TEXTO FORNECIDO »
07 Junho 2021
Cobrir a Igreja Católica é uma tarefa difícil para os repórteres, até porque muitas vezes somos forçados a ser estraga-prazeres. Sempre estamos na posição de chover sobre um desfile midiático, e isso ocorreu novamente na sexta-feira com a sensacional “renúncia” do cardeal Reinhard Marx, de Munique.
O comentário é de John L. Allen Jr., publicado por Crux, 06-06-2021. A tradução é de Moisés Sbardelotto.
Os bispos renunciam o tempo todo, mas o que fez disso uma manchete é:
a) Marx é um “peixe grande” na Igreja, um aliado-chave e confidente do Papa Francisco;
b) Embora a Igreja alemã tenha sido duramente atingida pelos escândalos de abuso sexual clerical, Marx pessoalmente não foi acusado de abuso ou transgressão significativa;
c) No entanto, ele se ofereceu para renunciar mesmo assim, a fim de assumir a “responsabilidade institucional” pelas falhas da Igreja.
Esse é um passo notável de acordo com qualquer padrão. No entanto, há pelo menos três mal-entendidos imediatos sobre a história – algo natural e, até certo ponto, inevitável – que rapidamente começaram a circular na sexta-feira, conforme a notícia se espalhava.
Aqui está a verificação de realidade obrigatória.
- Primeiro, Marx não renunciou, porque, no sistema católico, os bispos não podem renunciar por conta própria. Eles podem apresentar sua renúncia ao papa – de fato, eles são obrigados a fazer isso aos 75 anos de idade –, mas sempre cabe ao papa aceitá-la.
- Em segundo lugar, o mero fato de Marx ter apresentado sua renúncia não significa necessariamente que ele vai a algum lugar. Além do fato de que essa renúncia em particular, se ocorrer, provavelmente valorizará a posição de Marx, os papas rotineiramente mantêm os bispos no cargo muito tempo depois de eles apresentarem as suas renúncias. O falecido cardeal Kazimierz Świątek, da Bielorrússia, por exemplo, apresentou a sua carta de renúncia obrigatória em 1990, mas atuou até a madura idade de 91 anos, em 2006, 16 anos mais tarde.

AÇÕES A REALIZAR »
1: No comentário sobre a renúncia do cardeal Marx, com que idade os bispos são obrigados a apresentar sua renúncia ao papa?
2: Por favor, prossiga o comentário sobre a renúncia do cardeal Marx a partir do ponto em que ele termina.

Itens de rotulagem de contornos
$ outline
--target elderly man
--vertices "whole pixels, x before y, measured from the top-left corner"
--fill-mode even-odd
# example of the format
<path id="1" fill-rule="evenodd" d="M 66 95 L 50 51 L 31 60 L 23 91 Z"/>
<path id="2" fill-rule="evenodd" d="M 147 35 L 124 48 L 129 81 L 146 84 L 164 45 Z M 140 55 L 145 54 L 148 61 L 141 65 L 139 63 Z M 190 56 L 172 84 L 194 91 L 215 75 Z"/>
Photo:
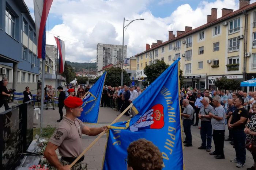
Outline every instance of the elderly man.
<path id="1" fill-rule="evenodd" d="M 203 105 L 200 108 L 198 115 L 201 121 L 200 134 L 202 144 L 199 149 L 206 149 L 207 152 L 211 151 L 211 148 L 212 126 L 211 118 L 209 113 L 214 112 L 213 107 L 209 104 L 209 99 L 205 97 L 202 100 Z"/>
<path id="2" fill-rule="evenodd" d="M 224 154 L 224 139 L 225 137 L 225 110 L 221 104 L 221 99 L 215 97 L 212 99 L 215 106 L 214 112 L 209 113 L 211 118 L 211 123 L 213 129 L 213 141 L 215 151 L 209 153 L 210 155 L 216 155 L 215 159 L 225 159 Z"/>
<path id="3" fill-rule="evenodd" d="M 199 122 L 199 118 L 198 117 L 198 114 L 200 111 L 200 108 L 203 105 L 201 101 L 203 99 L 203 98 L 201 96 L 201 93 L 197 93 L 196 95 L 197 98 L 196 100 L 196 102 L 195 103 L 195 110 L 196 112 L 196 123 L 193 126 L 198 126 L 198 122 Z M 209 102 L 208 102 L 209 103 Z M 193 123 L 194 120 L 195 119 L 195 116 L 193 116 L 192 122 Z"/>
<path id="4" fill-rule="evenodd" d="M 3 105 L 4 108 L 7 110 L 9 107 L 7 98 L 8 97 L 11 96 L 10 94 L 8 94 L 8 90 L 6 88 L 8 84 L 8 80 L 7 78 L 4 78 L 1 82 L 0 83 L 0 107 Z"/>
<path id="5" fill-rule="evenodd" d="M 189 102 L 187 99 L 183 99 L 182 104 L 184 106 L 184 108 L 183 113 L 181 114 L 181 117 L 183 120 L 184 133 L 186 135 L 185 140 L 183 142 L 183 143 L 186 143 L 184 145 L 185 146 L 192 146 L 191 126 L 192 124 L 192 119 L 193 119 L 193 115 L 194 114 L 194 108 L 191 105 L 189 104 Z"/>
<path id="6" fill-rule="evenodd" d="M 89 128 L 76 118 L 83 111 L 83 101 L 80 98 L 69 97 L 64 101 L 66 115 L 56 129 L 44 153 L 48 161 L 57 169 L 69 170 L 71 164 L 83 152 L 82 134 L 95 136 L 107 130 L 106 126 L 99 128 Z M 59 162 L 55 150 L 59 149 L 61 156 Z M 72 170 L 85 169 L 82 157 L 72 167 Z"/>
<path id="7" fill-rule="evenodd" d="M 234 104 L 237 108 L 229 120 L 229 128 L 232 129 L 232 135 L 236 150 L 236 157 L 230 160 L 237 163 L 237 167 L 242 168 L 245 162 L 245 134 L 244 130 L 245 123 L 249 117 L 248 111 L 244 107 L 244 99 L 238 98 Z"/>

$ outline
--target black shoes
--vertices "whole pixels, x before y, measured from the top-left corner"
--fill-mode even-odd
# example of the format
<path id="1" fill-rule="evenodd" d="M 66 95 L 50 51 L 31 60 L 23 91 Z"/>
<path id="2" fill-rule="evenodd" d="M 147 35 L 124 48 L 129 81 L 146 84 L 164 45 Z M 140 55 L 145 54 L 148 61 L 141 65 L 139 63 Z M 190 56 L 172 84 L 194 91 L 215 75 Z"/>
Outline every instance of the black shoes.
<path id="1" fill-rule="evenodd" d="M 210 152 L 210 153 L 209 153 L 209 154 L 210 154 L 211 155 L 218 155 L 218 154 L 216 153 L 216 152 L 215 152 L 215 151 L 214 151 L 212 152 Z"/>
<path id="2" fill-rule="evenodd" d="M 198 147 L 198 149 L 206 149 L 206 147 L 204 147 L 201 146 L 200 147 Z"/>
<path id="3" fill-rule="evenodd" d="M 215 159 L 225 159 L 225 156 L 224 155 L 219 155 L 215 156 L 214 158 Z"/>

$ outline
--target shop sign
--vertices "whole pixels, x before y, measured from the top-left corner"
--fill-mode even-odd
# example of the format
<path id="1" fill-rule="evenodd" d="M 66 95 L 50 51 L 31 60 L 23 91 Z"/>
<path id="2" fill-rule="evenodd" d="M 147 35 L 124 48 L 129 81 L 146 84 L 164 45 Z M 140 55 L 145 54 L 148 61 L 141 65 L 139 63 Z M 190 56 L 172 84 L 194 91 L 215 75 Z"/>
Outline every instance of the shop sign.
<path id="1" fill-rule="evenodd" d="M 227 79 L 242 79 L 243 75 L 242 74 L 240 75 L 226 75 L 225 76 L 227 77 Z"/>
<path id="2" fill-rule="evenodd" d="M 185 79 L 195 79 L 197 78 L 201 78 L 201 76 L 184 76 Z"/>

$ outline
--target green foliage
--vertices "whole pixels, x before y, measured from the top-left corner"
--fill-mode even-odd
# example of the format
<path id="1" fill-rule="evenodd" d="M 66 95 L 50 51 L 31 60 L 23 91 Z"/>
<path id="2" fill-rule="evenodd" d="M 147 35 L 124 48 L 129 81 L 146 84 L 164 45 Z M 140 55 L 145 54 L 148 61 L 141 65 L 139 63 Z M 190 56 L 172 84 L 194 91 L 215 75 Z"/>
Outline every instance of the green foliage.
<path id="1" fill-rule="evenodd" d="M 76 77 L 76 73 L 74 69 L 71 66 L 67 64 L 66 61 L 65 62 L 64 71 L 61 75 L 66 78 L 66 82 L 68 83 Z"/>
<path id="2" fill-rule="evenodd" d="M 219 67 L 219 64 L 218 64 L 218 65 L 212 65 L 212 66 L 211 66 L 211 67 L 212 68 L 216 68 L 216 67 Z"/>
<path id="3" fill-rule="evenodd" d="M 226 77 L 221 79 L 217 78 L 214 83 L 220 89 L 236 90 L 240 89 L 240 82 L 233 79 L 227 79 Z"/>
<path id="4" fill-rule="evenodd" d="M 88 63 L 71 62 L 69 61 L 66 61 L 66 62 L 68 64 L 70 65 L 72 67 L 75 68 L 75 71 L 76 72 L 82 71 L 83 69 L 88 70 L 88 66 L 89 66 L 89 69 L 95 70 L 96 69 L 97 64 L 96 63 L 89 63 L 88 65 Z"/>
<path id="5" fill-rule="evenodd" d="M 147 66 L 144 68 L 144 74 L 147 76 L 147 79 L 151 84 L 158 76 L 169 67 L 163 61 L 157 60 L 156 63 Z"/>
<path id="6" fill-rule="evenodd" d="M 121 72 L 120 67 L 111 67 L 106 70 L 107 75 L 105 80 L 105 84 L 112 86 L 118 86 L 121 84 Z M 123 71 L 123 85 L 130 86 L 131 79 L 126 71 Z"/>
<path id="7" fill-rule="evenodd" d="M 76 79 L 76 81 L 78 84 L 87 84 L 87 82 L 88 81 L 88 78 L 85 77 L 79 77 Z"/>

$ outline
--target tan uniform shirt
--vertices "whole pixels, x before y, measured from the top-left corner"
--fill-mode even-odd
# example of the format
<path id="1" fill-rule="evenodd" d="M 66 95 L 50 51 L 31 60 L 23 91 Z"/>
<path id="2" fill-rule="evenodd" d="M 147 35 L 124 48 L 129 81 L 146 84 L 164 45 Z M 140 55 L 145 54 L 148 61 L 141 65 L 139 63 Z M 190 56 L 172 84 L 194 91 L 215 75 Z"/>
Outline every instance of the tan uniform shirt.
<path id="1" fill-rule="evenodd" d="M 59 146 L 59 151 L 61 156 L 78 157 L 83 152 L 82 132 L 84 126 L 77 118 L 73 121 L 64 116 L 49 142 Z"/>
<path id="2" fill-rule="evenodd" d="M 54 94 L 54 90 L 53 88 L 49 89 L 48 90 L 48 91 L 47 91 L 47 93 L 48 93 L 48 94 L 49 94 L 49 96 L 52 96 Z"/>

RESPOSTAS POR TAREFA »
1: Aos 75 anos de idade.

2:
- Terceiro, mesmo que a renúncia de Marx como arcebispo de Munique fosse aceita, ele continuaria sendo um cardeal em boa posição, totalmente qualificado para votar no próximo papa, e também continuaria ocupando todos os cargos vaticanos aos quais Francisco o designou, incluindo servindo como presidente do Conselho para a Economia e como membro do Conselho dos Cardeais sobre a reforma do Vaticano. Em outras palavras, tudo o que mudaria é que Marx não estaria mais no comando de Munique – caso contrário, é tudo status quo.
É importante deixar tudo isso claro, porque o que acontece quando um bispo renuncia é uma fonte de confusão e irritação perenes em grande parte da cobertura midiática e da discussão pública.
Quando o cardeal Bernard Law, de Boston, renunciou em 2003 no auge da crise dos abusos nos Estados Unidos, por exemplo, a maioria dos estadunidenses achou que isso significava que ele havia ido embora completamente, como um técnico esportivo ou diretor-executivo demitido. Quando eles se deram conta de que Law continuava sendo o arcipreste da Basílica de Santa Maria Maior em Roma e membro titular da Congregação para os Bispos do Vaticano, e continuava desfrutando de todos os privilégios como cardeal, eles se sentiam traídos, geralmente concluindo que o Vaticano havia retrocedido ou os havia enganado.
Na verdade, foi sempre isso que a renúncia de Law em Boston significou, e muita dor de cabeça poderia ter sido evitada se houvesse clareza sobre isso no início.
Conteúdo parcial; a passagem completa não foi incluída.